*** RECORD SET

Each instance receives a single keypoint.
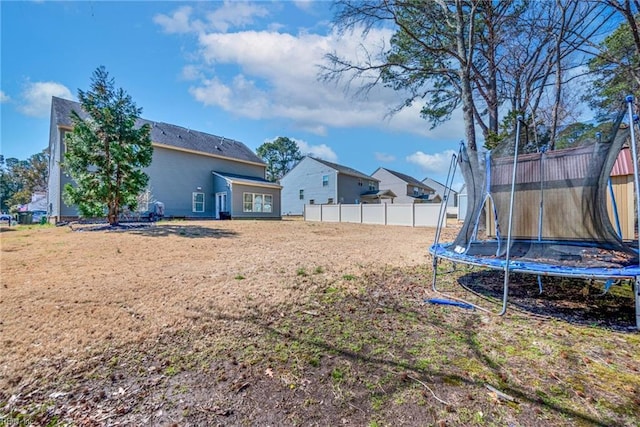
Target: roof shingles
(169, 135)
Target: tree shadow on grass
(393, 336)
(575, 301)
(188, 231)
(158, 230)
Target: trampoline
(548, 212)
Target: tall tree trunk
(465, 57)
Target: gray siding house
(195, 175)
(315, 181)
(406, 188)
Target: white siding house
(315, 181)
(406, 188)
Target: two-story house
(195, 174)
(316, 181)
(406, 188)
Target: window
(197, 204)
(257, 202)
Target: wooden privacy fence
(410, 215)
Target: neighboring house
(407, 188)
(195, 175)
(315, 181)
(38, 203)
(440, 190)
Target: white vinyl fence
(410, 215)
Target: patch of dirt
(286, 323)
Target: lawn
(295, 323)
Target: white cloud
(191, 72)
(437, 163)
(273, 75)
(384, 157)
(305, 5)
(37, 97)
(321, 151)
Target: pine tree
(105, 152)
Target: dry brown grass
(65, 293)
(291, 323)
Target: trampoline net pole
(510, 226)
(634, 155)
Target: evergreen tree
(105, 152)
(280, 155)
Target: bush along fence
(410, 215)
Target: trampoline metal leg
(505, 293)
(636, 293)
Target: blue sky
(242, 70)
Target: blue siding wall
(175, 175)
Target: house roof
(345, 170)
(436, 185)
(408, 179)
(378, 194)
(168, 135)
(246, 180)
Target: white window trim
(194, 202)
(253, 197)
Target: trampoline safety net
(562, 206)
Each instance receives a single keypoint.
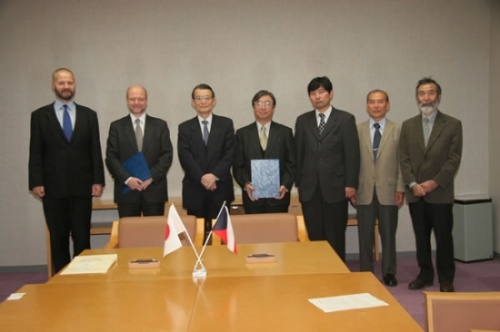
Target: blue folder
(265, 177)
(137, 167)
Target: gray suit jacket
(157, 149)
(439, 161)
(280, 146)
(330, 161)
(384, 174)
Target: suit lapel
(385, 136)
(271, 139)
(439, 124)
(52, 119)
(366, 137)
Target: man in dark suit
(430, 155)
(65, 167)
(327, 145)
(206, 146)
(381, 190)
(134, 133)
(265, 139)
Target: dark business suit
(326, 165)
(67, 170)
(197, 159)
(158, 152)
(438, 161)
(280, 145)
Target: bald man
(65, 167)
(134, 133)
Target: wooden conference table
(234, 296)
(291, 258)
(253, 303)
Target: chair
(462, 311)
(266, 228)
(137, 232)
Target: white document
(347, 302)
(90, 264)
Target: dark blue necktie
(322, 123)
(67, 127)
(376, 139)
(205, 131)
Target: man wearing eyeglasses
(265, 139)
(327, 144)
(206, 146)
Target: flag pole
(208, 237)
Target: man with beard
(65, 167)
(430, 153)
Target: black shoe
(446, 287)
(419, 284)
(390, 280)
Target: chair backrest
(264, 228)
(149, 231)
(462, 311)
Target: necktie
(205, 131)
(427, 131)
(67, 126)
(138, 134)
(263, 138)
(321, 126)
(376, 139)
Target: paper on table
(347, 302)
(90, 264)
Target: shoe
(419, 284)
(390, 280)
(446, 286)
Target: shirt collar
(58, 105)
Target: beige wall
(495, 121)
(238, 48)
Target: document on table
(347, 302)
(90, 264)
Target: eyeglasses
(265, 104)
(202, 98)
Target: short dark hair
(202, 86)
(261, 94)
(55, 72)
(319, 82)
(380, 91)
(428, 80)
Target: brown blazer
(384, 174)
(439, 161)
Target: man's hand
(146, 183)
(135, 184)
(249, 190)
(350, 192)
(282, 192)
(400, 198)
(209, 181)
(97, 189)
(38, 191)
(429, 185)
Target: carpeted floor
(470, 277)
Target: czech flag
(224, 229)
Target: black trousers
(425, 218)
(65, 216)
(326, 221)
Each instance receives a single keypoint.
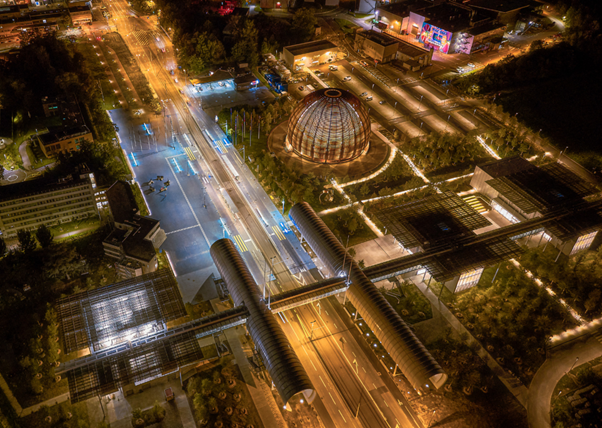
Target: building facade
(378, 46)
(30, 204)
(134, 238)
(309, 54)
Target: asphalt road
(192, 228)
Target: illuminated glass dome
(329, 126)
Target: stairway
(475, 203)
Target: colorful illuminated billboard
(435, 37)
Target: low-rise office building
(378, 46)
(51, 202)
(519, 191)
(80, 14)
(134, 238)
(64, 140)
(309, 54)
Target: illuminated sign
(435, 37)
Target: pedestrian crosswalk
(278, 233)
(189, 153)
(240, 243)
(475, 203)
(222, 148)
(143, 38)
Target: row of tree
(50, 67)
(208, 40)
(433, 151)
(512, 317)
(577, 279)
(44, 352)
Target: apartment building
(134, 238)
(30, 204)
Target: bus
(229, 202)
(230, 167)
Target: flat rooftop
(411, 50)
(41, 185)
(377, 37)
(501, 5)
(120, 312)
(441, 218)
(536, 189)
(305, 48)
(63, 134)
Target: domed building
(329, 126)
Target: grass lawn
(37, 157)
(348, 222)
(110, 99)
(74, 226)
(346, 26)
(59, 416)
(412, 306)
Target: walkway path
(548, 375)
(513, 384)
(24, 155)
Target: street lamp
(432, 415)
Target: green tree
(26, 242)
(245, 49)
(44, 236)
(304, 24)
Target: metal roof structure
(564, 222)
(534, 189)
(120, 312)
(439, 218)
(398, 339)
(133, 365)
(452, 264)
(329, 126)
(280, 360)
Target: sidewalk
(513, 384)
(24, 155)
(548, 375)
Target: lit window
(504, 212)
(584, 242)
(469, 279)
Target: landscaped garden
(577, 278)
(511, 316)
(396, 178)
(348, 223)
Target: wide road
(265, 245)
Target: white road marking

******
*** RECORD SET

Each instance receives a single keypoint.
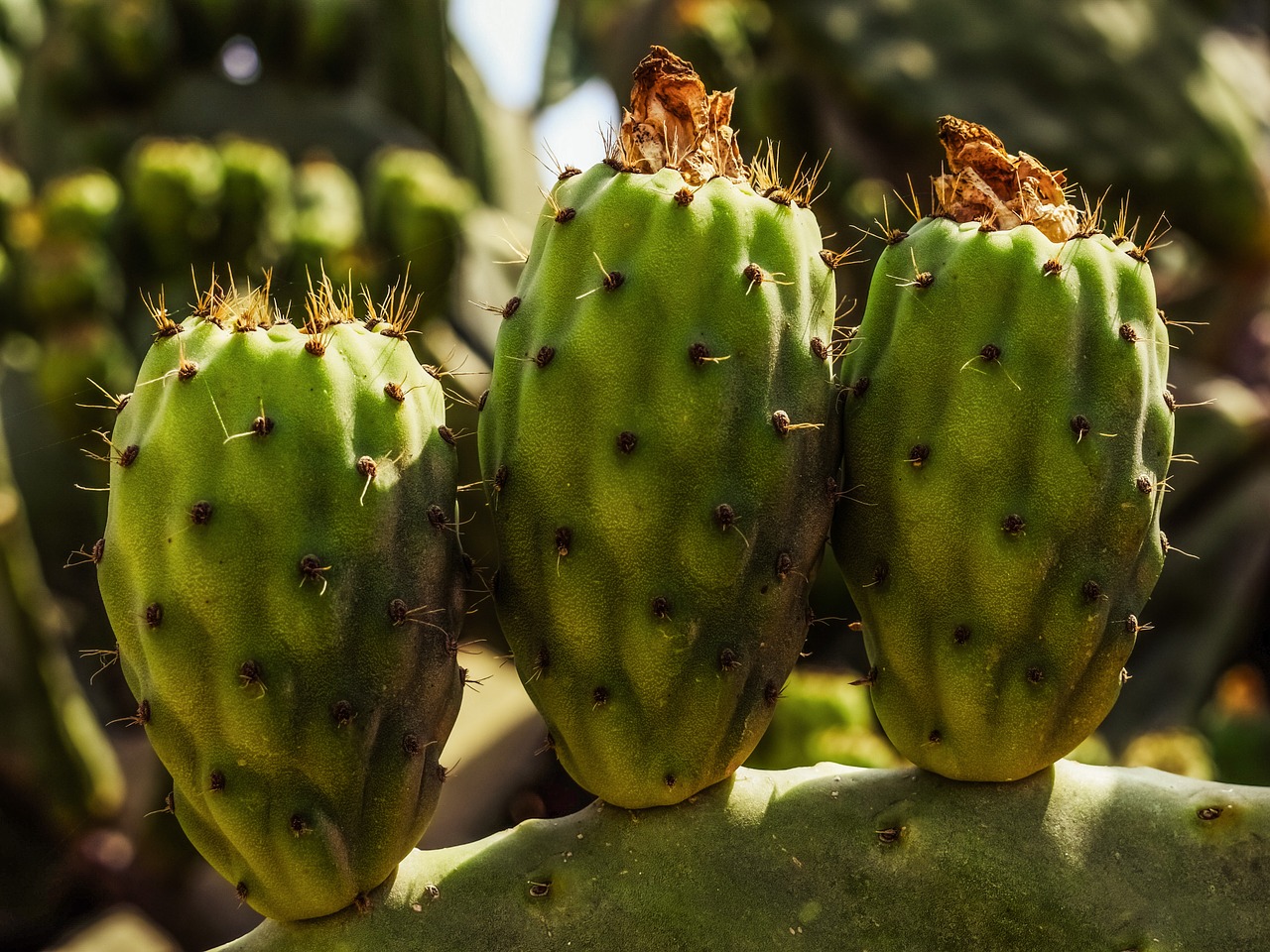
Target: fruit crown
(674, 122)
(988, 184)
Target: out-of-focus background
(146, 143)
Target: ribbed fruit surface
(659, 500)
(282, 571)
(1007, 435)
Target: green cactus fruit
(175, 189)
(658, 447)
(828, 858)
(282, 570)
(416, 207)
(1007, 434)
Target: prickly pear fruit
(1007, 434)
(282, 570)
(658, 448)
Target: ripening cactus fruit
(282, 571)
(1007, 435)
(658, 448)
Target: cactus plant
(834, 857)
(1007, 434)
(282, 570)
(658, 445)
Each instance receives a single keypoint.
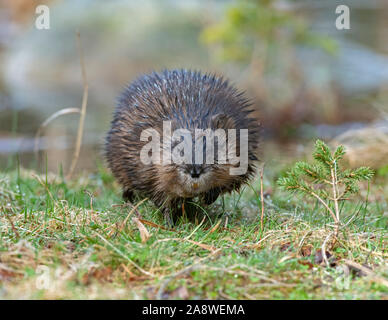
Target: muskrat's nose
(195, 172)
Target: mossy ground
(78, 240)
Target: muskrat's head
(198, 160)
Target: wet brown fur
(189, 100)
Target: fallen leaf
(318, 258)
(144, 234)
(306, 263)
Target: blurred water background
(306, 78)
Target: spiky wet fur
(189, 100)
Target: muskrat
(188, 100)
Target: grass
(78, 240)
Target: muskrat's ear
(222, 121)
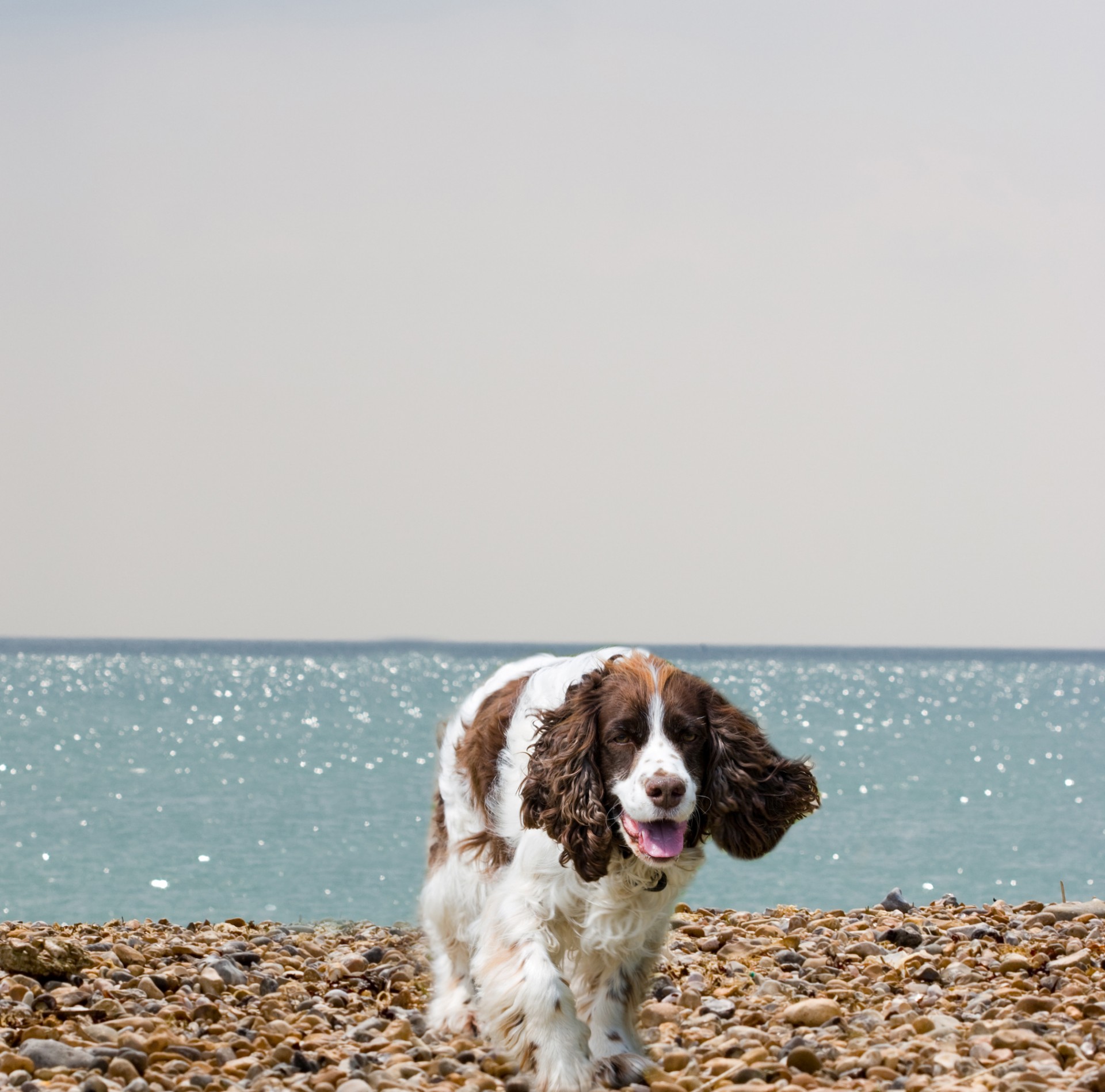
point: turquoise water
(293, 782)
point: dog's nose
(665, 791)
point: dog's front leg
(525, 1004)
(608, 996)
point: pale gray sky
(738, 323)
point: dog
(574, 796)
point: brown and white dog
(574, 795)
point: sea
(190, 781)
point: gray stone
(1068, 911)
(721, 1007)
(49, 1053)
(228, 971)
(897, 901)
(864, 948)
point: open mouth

******
*** RECORD SET

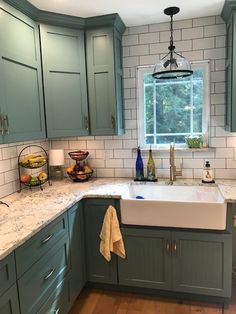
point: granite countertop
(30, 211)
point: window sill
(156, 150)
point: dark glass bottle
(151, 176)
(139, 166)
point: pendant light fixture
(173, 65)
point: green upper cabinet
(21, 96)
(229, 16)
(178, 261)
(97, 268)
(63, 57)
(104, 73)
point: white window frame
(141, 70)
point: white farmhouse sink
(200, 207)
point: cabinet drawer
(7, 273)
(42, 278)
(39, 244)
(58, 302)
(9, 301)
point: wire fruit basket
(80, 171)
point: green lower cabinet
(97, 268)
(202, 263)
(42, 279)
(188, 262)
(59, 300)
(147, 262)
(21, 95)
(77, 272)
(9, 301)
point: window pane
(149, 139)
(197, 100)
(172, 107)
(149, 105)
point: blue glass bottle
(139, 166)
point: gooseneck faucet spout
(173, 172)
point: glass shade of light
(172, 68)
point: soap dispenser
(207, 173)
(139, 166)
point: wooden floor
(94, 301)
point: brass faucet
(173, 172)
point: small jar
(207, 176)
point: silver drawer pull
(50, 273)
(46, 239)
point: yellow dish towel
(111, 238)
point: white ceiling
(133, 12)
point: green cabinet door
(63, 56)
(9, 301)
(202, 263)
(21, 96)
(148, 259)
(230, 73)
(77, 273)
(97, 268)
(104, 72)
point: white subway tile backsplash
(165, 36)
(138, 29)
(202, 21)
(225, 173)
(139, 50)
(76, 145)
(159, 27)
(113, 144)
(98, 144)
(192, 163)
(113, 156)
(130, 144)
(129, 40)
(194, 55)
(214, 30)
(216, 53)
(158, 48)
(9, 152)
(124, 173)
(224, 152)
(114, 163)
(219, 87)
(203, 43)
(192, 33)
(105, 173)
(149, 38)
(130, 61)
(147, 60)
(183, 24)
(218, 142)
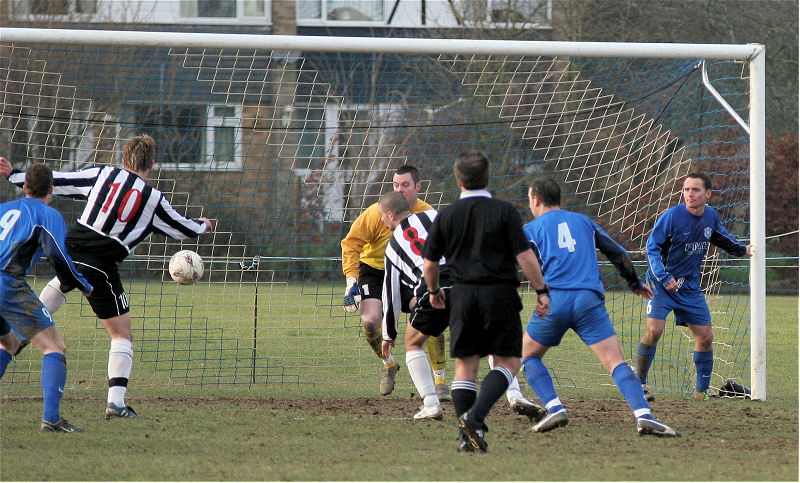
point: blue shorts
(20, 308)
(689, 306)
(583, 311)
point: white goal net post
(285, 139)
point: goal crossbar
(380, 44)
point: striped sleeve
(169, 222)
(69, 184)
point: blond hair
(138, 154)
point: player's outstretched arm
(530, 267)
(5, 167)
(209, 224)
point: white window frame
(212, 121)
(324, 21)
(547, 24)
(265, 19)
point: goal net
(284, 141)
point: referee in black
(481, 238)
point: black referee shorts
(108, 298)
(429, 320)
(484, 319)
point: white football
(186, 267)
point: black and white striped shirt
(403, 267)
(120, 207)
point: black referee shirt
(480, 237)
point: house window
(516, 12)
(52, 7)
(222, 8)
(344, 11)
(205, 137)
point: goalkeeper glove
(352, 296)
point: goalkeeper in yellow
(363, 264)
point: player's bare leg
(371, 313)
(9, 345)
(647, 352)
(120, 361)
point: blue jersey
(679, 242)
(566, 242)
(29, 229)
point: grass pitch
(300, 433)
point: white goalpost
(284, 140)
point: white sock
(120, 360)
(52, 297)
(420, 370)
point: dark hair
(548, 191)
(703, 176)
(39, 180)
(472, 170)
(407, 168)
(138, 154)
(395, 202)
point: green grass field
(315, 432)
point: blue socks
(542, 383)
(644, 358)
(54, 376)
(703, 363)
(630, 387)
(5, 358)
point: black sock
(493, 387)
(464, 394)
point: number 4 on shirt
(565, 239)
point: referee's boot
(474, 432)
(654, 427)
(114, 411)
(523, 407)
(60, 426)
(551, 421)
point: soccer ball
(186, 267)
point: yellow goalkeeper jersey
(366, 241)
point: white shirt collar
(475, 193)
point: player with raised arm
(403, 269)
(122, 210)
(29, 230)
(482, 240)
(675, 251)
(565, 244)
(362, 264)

******

• _PROBLEM STATEMENT_
Return every line of the data above that contains the word "illuminated". Case counts.

• _EXPECTED ANSWER_
Target: illuminated glass dome
Target: colorful illuminated billboard
Target: illuminated sign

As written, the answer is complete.